Extract each line of the listing below that contains the string "building", copying the whole line. The match is case-sensitive.
BEGIN Task data
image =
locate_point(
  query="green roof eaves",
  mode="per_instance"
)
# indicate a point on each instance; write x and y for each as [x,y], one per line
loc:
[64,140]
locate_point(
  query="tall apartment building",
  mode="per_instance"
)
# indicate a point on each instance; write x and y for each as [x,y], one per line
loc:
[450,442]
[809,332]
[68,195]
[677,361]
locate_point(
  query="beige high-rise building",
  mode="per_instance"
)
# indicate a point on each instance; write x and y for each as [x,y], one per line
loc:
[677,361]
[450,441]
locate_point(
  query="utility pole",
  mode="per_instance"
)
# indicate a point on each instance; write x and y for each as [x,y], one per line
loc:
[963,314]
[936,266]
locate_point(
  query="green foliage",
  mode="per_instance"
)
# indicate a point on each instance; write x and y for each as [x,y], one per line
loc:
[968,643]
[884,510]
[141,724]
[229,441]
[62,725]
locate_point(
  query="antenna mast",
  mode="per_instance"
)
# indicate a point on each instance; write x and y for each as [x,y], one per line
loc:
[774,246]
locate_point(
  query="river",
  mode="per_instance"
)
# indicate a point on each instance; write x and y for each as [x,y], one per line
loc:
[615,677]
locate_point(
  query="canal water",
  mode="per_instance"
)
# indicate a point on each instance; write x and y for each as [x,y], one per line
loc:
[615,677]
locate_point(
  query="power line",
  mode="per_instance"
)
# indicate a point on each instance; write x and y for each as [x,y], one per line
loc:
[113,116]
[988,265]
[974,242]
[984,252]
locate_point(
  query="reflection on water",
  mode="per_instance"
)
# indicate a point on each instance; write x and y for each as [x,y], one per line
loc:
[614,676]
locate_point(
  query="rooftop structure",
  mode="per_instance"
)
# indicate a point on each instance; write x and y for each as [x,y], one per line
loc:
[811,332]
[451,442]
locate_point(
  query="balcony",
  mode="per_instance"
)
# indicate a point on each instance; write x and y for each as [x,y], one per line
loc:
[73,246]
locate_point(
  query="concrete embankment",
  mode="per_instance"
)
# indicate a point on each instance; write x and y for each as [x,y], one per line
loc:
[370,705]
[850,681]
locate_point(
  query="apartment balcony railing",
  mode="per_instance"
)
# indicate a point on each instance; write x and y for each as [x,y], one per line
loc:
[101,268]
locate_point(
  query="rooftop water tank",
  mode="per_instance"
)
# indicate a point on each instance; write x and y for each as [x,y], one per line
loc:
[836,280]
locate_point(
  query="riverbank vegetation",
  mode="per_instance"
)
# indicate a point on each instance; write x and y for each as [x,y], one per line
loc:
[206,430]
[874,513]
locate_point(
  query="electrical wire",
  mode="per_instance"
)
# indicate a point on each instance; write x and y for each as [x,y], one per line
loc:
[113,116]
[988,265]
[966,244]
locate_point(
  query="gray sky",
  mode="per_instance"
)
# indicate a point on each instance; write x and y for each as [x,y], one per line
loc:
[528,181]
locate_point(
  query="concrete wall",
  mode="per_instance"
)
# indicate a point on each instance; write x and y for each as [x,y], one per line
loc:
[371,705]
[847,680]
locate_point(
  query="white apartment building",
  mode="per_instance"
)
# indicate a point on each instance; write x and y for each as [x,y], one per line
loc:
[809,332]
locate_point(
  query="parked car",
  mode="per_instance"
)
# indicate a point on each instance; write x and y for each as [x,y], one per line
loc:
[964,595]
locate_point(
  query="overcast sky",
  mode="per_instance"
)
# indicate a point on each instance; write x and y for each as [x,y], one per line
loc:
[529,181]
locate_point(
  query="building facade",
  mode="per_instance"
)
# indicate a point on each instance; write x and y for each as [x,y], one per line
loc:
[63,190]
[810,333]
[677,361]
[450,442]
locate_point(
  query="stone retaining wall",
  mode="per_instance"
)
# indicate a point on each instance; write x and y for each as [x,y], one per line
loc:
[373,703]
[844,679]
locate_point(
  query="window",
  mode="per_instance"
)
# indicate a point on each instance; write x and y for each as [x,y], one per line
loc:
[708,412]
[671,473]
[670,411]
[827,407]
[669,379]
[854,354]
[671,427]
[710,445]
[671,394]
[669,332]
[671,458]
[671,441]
END Task data
Solution to this problem >>
  query="tall apartment building",
  query="beige high-rise building",
  query="white apartment building",
  query="building facade",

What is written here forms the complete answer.